=== Material shown ===
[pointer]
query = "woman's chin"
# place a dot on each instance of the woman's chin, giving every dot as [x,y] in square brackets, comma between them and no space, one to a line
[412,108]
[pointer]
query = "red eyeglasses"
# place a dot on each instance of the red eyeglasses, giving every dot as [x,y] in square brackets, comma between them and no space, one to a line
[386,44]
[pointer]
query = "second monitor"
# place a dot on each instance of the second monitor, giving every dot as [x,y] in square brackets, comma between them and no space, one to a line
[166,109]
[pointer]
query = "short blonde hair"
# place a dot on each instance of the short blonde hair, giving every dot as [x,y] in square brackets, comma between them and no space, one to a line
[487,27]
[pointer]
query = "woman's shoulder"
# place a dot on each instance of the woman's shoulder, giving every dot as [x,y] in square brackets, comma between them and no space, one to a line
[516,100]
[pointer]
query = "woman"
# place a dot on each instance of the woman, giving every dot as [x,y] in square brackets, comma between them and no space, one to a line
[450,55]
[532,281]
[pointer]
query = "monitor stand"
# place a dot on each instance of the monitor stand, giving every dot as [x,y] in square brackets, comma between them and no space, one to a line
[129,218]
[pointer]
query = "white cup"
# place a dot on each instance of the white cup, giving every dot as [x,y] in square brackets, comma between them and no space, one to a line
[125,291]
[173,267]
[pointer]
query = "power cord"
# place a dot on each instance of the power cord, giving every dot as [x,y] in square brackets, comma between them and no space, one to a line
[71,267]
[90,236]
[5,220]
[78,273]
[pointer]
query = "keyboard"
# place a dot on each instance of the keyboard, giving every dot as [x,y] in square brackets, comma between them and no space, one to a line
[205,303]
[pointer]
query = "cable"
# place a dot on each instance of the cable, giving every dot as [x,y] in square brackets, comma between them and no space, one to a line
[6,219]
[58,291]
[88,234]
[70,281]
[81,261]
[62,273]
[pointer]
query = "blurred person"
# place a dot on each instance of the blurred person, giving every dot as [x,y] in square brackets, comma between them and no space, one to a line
===
## [Objective]
Gather every line above that contains the string "monitor", matching case exactly.

## [Answer below]
query = "second monitor"
# place a dot on each instance of the second monitor, giving every dot as [x,y] in square brackets, comma between them and no space, one to a line
query = "monitor stand"
# place a dot on each instance of the monitor stand, giving every dot as [x,y] in square brackets, comma between them and no space, one to a line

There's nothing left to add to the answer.